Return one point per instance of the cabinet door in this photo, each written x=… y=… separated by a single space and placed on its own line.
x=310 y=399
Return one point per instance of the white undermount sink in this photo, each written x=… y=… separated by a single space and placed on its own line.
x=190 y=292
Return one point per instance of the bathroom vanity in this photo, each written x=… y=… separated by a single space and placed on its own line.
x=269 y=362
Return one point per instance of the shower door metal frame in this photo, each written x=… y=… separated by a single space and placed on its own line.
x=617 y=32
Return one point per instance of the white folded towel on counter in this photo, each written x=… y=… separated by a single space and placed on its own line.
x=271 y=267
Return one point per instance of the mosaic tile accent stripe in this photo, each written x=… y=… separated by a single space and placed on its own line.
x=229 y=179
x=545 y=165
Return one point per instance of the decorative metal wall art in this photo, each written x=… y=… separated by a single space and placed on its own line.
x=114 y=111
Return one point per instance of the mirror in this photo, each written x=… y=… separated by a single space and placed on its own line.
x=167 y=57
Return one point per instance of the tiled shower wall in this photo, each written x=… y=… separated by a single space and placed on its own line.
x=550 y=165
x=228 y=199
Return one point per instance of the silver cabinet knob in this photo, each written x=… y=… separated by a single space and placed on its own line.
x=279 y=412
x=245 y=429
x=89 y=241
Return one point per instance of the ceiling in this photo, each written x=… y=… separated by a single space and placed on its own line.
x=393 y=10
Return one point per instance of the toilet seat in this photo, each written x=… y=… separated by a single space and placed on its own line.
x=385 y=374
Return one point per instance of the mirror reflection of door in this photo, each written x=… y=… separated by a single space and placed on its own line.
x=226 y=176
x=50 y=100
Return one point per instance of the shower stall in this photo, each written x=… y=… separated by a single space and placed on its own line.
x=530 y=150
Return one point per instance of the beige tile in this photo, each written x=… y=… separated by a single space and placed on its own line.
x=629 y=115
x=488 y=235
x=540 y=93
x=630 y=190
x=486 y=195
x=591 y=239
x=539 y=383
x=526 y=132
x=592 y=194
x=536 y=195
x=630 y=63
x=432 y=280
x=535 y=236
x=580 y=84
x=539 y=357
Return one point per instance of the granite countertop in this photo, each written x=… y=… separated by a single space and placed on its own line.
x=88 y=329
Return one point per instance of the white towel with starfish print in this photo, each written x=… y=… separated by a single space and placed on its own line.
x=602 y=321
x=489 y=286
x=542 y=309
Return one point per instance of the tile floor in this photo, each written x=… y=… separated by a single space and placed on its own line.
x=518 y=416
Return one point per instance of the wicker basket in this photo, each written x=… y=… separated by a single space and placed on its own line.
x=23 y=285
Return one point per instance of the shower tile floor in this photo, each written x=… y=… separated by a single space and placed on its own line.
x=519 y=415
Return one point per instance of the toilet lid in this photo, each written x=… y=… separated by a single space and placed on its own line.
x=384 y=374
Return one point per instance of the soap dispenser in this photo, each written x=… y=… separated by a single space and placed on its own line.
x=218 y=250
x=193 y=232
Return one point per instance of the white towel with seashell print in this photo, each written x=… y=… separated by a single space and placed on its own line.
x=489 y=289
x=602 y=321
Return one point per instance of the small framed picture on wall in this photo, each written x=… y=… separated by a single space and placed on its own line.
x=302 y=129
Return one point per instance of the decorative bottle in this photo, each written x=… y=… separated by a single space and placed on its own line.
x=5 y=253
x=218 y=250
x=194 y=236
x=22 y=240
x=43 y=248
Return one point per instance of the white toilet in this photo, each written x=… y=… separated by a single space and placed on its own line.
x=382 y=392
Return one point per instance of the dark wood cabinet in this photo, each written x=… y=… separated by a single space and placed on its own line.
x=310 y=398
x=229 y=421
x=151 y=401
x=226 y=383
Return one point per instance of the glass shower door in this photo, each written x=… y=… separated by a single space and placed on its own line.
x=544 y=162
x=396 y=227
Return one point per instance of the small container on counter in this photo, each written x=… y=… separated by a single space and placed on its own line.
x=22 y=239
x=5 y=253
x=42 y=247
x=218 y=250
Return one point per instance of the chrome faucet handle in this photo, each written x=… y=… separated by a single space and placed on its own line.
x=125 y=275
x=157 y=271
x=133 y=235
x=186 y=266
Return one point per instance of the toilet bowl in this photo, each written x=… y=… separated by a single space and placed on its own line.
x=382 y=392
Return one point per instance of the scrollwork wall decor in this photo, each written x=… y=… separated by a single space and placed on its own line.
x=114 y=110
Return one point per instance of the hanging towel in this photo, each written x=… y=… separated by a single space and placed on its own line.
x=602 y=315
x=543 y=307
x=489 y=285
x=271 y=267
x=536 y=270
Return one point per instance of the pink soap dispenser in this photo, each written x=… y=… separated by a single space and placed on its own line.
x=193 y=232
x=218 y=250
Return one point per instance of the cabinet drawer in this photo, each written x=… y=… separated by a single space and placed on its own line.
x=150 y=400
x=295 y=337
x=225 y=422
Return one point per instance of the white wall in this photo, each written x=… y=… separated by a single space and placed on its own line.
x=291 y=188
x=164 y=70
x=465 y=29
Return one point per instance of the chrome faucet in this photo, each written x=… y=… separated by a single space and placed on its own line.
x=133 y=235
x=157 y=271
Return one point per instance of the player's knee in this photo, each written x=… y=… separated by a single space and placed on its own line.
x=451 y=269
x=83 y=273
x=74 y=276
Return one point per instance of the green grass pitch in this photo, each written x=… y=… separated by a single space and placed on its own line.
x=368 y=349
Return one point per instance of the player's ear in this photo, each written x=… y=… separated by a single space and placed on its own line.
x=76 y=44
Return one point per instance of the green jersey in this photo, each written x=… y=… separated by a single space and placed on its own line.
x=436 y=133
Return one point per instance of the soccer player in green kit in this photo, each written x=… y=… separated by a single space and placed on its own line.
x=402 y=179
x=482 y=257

## The task
Make an exact transcription of the entries.

## Solution to this task
Return one point per instance of the cabinet door in this photo, each written x=… y=… separated by a single space and placed on its own line.
x=310 y=399
Return one point per instance of the white undermount sink in this photo, each written x=… y=… separated by a single space and placed on its own line.
x=190 y=292
Return one point per instance of the bathroom vanity in this photo, each written x=… y=… separated by a single space and placed on its own line.
x=269 y=362
Return one point per instance of the shower door metal frame in this photo, each written x=… y=… separated by a single space and placed on its own line.
x=617 y=32
Return one point per instance of the white folded towel on counter in this photo, each written x=… y=… separated by a single space and placed on its own line.
x=271 y=267
Return one point per instance of the mosaic tile accent stripe in this photo, each written x=… y=… separated by a single space and placed on its own line.
x=229 y=179
x=545 y=165
Return one point per instance of the decorative metal wall art in this photo, each written x=… y=… separated by a single space and placed on its own line.
x=114 y=111
Return one point per instance of the mirror in this photo, each written x=… y=… separated by a single space and placed on its own line.
x=167 y=57
Return one point per instance of the tiled shower wall in this photo, each written x=… y=… separated by a single space and placed on its own line.
x=550 y=165
x=228 y=199
Return one point per instance of the silver cabinet knob in this photo, each written x=… y=… separated by a single space and placed on its own line.
x=279 y=412
x=245 y=429
x=89 y=241
Return one point per instance of the ceiling in this photo, each written x=… y=… separated by a single space and placed on its own line.
x=393 y=10
Return one point per instance of the toilet seat in this photo, each written x=… y=… separated by a single space and placed on its own line.
x=385 y=374
Return one point per instance of the mirror reflection of door in this photo, each written x=… y=… separated by a single space and placed on its own line.
x=226 y=176
x=50 y=100
Return one point per instance of the shower stall in this photo, each written x=… y=… separated by a single space and placed on its own line.
x=530 y=150
Return one point per instance of the beige tile in this photo, each written x=… y=… separated by a single space and placed on its own line.
x=629 y=115
x=488 y=235
x=540 y=93
x=630 y=190
x=486 y=195
x=591 y=239
x=539 y=383
x=526 y=132
x=592 y=194
x=536 y=195
x=630 y=63
x=432 y=280
x=535 y=236
x=580 y=84
x=539 y=357
Return one point per instance of the granite countertop in this photo, each written x=… y=… separated by a single space and placed on its own line.
x=88 y=329
Return one point per instance of the white towel with starfish print in this photo, each written x=… y=… separated by a single space and placed on its own line.
x=602 y=321
x=489 y=286
x=542 y=309
Return one point per instance of the tile floor in this photo, each written x=… y=… separated by a single space and placed on its own line.
x=518 y=416
Return one point per instance of the wicker basket in this photo, each written x=… y=… separated by a single space and placed on its own line.
x=23 y=285
Return one point per instance of the shower tile floor in this photo, each written x=… y=… separated by a single space and placed on its own line.
x=519 y=415
Return one point per instance of the toilet lid in this photo, each written x=… y=… separated by a single space and placed on its own line.
x=384 y=374
Return one point per instance of the soap dispenser in this photo, each written x=… y=… separated by a single space and placed on its own line.
x=218 y=250
x=193 y=232
Return one point per instance of the white towel with seashell print in this photo, each written x=… y=… separated by a single space and placed on its own line.
x=489 y=289
x=602 y=321
Return one point per instance of the small framed picture on wall in this photo, each written x=… y=… separated by a single space and placed on its own line.
x=302 y=129
Return one point per instance of the decorative bottle in this photo, each written x=… y=… separated by a single space and placed on its own line.
x=5 y=253
x=218 y=250
x=194 y=236
x=22 y=240
x=43 y=248
Return one point per instance of the white toilet in this photo, each written x=… y=… separated by a single space and placed on its own line.
x=382 y=392
Return one point per instance of the dark wood cabinet in this photo, each written x=… y=… separated by a single space and placed on its own line.
x=310 y=398
x=229 y=421
x=151 y=401
x=226 y=383
Return one point per instance of the glass shower door in this photo, each written x=… y=… separated by a single space and placed on its own line.
x=544 y=162
x=396 y=227
Return one point per instance of the small container on counter in this photo, each written x=… y=… separated by a single space and placed on its own line.
x=22 y=239
x=5 y=253
x=42 y=247
x=218 y=250
Return one point per instance of the chrome faucet handle in this photo, each written x=… y=… separated by a single space and placed on its own line.
x=125 y=275
x=157 y=271
x=133 y=235
x=186 y=266
Return one point per instance of the toilet bowl in this photo, each written x=… y=… separated by a single space and placed on its own line.
x=382 y=392
Return one point per instance of the scrollwork wall decor in this photo, each written x=… y=… separated by a single space and placed on its own line.
x=114 y=110
Return one point per instance of the hanging towel in this photo, each written x=… y=… separated by a single space and placed on its own line.
x=602 y=315
x=543 y=307
x=489 y=285
x=271 y=267
x=536 y=270
Return one point per instance of the pink soap dispenser in this photo, each written x=… y=… separated by a single space and placed on its own line.
x=193 y=232
x=218 y=250
Return one point per instance of the cabinet drawer in this photo, each written x=… y=… separated by a single space and placed on its own line.
x=150 y=400
x=295 y=337
x=225 y=422
Return one point per instance of the white wall in this photo, each written x=… y=… separated by a single space and placed on its own line.
x=291 y=188
x=164 y=70
x=465 y=29
Return one point per instance of the chrome faucet in this photo, each written x=… y=… separated by a single space and placed on its own line.
x=133 y=235
x=157 y=271
Return one point per instance of the player's knee in this photo, each written x=… y=… separated by a single space and placed on its own line.
x=451 y=269
x=83 y=273
x=74 y=276
Return one point per instance of the green grass pitch in this photo, each written x=… y=… separated by a single space and placed on its own line.
x=368 y=349
Return one point per instance of the player's ear in this photo, each written x=… y=… separated by a single space and placed on its own line.
x=76 y=44
Return one point per instance of the green jersey in this photo, each written x=… y=… separated by a single space and placed on its own line.
x=436 y=133
Return one point per instance of the soccer player in green kit in this photo, each written x=… y=… separated by a single space and placed on its own line.
x=402 y=179
x=482 y=257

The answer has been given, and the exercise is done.